--- Set exercise a ---
Repeat word for word the passage of the EU Constitution article starting at "The case is" and ending at "law specialists Lovells.".

--- Extract to read ---
+++++

ASLEF - the train drivers' trade union - has voted to oppose the EU Constitution when a referendum is held in the UK. Meeting in Scarborough last week for their annual conference, union delegates condemned the Constitution for harming democratic accountability and undermining public services. ASLEF, which is affiliated to the Labour party, joins several other unions which have already decided to oppose the Constitution.
Trade unions which supported UK membership of the euro have decided to withhold their support for the Constitution. Amicus, which is Britain's largest private sector union, and which has funded the pro-euro lobby in the past, recently voted at its conference to withhold support for the Constitution. Delegates supported a statement critical of the current text, in a move that is a blow for the yes campaign. The leaders of two of Britain's other large unions, the Transport and General and the GMB, have also criticised the Constitution, and Britain's biggest trade union, UNISON, is expected to vote to oppose the Constitution at its conference at the end of June.
When the Government was in favour of euro membership, it hoped that trade unions would help deliver grass roots support. But the Constitution is not receiving support from trade unions, and it looks increasingly like the Constitution may not even receive the support of the TUC.
The European Court of Justice has ruled that companies are free to claim back VAT they have paid on costs relating to the issuing of shares. The case was brought by an Austrian firm over tax it paid on costs accrued in Germany. According to city lawyers, the ruling could cost national governments "hundreds of millions" in refunds to businesses.
The case is similar to that brought in March to allow businesses to write off losses of subsidiaries in other member states, which will cost "billions" according to tax law specialists Lovells.
The European Court of Justice is already making far reaching, and costly, decisions on important issues of public policy, despite being unelected. The Constitution would see massive swathes of powers transferred to European judges totally distant from people in this country.
This week Tony Blair criticised the EU's "unnecessary interference" in the affairs of member states. He particularly criticised the Brussels tendency to churn out regulations which hurt businesses and public services.
He argued that, "Europe has done itself more damage through what is perceived as unnecessary interference than all the pamphlets by Eurosceptics could ever do. About 50 percent of regulations with a significant impact on business emanate from the EU."
"Today, a lot of this is reinforced by what arises from Europe. About 50% of regulations with a significant impact on business now emanate from the EU. And it often seems to want to regulate too heavily without sufficient cause. The EU vitamins directive is a good example. There may be a case for ensuring the public are properly informed and that some rules and order are brought to what is today a major industry. But the way it has been done is wholly out of proportion to the risks run."
He said, "A village in the Cotswolds was required to pull up a seesaw because it was judged a danger under an EU Directive on Playground Equipment for Outside Use. This was despite the fact that no accidents had occurred on it."
He pledged to use the UK's presidency of the EU later this year to "start to roll back the tide of regulation in specific areas: here, in Europe, in respect of the regulatory bodies themselves."

+++++

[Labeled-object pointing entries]
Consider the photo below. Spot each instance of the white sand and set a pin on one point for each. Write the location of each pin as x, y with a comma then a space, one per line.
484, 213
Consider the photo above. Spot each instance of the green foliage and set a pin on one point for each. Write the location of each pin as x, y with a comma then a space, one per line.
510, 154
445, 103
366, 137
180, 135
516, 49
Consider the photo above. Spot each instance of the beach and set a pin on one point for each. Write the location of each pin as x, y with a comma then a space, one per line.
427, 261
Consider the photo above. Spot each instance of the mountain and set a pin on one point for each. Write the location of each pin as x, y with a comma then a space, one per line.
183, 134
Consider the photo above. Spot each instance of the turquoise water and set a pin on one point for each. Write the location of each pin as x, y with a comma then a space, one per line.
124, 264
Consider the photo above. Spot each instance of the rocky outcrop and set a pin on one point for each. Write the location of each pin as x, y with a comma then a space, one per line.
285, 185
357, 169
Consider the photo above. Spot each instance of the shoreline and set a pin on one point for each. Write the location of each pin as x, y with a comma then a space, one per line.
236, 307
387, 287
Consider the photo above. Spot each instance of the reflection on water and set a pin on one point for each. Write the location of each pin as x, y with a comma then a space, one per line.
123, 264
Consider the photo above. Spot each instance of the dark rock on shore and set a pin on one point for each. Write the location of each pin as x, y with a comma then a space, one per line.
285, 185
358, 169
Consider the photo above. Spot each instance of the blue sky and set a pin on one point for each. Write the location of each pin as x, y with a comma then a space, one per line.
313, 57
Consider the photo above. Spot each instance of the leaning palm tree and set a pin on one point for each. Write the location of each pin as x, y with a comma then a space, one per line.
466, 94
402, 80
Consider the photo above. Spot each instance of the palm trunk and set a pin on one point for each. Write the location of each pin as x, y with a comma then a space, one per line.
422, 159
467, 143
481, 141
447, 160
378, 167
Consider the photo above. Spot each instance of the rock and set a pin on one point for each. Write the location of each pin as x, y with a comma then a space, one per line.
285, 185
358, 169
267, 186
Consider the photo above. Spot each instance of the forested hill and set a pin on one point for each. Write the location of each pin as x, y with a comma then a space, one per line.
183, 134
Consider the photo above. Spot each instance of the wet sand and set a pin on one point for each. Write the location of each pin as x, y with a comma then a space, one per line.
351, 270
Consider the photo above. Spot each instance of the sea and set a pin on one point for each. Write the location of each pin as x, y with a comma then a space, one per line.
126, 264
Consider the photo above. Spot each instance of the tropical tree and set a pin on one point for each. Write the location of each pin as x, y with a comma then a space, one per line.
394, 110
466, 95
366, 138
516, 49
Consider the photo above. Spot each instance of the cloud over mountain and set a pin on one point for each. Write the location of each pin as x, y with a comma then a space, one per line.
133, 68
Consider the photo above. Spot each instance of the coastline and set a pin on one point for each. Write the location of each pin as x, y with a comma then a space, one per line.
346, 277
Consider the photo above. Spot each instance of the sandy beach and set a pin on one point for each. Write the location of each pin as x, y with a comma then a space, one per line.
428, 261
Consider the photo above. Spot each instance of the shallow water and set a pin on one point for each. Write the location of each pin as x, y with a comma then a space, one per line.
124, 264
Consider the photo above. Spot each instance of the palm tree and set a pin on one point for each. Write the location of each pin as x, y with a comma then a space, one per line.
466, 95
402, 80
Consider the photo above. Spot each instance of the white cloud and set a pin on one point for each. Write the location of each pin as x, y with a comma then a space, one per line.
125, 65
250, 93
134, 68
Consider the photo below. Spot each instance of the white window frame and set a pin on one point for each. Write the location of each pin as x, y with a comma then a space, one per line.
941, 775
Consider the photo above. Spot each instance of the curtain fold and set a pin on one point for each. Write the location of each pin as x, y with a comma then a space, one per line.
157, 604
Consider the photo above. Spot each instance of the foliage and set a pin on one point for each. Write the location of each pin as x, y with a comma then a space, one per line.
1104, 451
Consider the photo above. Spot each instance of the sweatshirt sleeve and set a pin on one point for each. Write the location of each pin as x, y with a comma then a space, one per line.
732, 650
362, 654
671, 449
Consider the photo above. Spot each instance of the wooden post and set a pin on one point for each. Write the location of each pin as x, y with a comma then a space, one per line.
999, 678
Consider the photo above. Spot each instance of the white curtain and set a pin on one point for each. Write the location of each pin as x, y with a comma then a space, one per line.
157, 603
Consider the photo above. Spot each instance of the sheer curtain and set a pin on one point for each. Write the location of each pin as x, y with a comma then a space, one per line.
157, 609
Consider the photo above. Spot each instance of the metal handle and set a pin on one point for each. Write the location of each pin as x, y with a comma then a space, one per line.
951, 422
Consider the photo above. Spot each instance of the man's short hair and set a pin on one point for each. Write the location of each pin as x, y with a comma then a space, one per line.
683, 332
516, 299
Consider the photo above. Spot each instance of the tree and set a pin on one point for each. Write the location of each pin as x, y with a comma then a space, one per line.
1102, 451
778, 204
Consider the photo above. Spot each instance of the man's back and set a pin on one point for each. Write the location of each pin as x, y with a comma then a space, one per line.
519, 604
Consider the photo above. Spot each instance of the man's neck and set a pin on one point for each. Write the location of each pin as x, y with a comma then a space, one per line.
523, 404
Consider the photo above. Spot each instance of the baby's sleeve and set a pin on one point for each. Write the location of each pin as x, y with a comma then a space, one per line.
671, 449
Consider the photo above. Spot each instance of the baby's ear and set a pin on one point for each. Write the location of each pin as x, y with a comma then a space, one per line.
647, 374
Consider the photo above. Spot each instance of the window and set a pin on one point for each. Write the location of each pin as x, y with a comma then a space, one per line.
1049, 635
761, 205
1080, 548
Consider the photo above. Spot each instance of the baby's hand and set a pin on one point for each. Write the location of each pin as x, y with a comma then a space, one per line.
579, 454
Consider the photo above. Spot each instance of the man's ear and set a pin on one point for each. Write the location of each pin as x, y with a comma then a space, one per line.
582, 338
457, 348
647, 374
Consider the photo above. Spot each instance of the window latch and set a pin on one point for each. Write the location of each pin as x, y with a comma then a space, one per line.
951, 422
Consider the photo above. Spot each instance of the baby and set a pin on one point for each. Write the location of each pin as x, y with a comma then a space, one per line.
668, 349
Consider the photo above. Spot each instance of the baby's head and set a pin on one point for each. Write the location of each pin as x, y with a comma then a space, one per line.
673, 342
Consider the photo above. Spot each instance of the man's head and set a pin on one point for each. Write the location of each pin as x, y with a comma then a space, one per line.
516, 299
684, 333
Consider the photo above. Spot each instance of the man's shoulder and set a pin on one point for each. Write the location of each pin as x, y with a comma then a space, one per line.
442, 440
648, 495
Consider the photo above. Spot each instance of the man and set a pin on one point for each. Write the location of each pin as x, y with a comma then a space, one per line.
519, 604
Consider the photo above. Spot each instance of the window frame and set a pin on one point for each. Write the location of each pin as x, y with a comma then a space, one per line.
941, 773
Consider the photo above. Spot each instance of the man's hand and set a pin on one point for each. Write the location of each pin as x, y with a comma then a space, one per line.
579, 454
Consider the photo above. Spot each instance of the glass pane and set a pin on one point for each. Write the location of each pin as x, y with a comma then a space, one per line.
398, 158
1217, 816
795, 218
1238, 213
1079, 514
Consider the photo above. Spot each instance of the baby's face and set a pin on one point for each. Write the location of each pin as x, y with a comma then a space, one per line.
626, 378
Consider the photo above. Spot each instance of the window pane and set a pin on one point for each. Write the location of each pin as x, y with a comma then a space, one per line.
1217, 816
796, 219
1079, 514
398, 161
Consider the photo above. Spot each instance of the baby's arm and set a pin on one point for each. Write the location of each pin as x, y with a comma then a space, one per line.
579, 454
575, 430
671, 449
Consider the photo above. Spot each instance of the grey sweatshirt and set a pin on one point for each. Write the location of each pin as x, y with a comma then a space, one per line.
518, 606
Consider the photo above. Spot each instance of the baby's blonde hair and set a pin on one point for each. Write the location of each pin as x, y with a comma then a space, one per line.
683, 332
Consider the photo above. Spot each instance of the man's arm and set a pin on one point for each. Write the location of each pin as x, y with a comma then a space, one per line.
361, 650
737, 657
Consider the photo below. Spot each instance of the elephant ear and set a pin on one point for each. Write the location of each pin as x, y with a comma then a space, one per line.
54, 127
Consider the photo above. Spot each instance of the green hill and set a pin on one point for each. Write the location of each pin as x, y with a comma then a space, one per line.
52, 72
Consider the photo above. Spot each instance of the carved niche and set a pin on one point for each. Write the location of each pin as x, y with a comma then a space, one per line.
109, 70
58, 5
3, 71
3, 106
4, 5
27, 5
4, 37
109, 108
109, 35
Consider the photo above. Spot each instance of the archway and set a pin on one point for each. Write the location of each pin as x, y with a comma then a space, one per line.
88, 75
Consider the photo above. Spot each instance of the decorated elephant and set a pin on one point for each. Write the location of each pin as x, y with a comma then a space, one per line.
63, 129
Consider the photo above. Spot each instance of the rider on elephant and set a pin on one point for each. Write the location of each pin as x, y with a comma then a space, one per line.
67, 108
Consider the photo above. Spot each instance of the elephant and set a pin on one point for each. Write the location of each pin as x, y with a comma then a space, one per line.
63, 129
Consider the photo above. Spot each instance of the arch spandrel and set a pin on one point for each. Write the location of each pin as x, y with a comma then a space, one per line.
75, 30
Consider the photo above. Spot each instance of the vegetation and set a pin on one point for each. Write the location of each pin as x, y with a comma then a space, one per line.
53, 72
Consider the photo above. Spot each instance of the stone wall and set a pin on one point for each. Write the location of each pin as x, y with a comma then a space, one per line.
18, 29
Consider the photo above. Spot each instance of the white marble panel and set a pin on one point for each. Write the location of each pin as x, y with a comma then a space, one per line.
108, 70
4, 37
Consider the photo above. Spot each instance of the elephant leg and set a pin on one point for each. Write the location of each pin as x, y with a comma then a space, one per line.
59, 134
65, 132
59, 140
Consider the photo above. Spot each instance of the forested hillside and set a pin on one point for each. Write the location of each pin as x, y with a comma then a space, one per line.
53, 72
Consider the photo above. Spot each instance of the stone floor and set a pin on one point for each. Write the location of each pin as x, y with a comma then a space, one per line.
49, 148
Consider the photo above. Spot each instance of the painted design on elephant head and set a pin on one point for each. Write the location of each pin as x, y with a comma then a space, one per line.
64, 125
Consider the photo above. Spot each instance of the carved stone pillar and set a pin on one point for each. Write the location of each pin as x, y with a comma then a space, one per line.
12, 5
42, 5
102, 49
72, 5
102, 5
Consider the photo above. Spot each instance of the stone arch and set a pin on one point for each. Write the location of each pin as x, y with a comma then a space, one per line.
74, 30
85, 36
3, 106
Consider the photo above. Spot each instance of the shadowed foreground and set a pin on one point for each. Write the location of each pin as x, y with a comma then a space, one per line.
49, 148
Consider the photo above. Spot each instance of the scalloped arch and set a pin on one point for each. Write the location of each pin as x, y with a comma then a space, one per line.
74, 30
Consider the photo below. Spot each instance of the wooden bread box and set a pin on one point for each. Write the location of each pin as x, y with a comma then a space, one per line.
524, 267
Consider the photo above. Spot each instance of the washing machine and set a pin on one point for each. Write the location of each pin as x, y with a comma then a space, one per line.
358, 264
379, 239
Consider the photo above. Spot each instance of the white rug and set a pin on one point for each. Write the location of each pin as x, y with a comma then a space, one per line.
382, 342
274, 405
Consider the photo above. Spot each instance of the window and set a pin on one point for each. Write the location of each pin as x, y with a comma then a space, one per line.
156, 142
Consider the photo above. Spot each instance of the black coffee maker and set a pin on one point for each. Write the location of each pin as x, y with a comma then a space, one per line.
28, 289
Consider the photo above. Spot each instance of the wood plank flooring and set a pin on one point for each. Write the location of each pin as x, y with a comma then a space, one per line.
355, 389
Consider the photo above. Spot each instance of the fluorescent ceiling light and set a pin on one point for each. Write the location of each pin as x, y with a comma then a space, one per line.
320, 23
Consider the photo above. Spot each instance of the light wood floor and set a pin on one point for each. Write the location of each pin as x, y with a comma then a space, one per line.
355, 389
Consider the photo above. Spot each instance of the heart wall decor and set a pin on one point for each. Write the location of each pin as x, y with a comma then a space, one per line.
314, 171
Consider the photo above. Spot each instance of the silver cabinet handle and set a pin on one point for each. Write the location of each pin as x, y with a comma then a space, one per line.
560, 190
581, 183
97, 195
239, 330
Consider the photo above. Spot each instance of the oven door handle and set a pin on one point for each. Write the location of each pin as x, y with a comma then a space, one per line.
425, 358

+++++

--- Set exercise b ---
Extract every line of the listing that contains the string "fluorescent". Case counts.

--- Finished answer a ---
The case is similar to that brought in March to allow businesses to write off losses of subsidiaries in other member states, which will cost "billions" according to tax law specialists Lovells.

--- Finished answer b ---
Consider the photo above. Spot each instance of the fluorescent ceiling light and set a pin on one point for each. Write the location of each pin as x, y with a comma then a space, one per line.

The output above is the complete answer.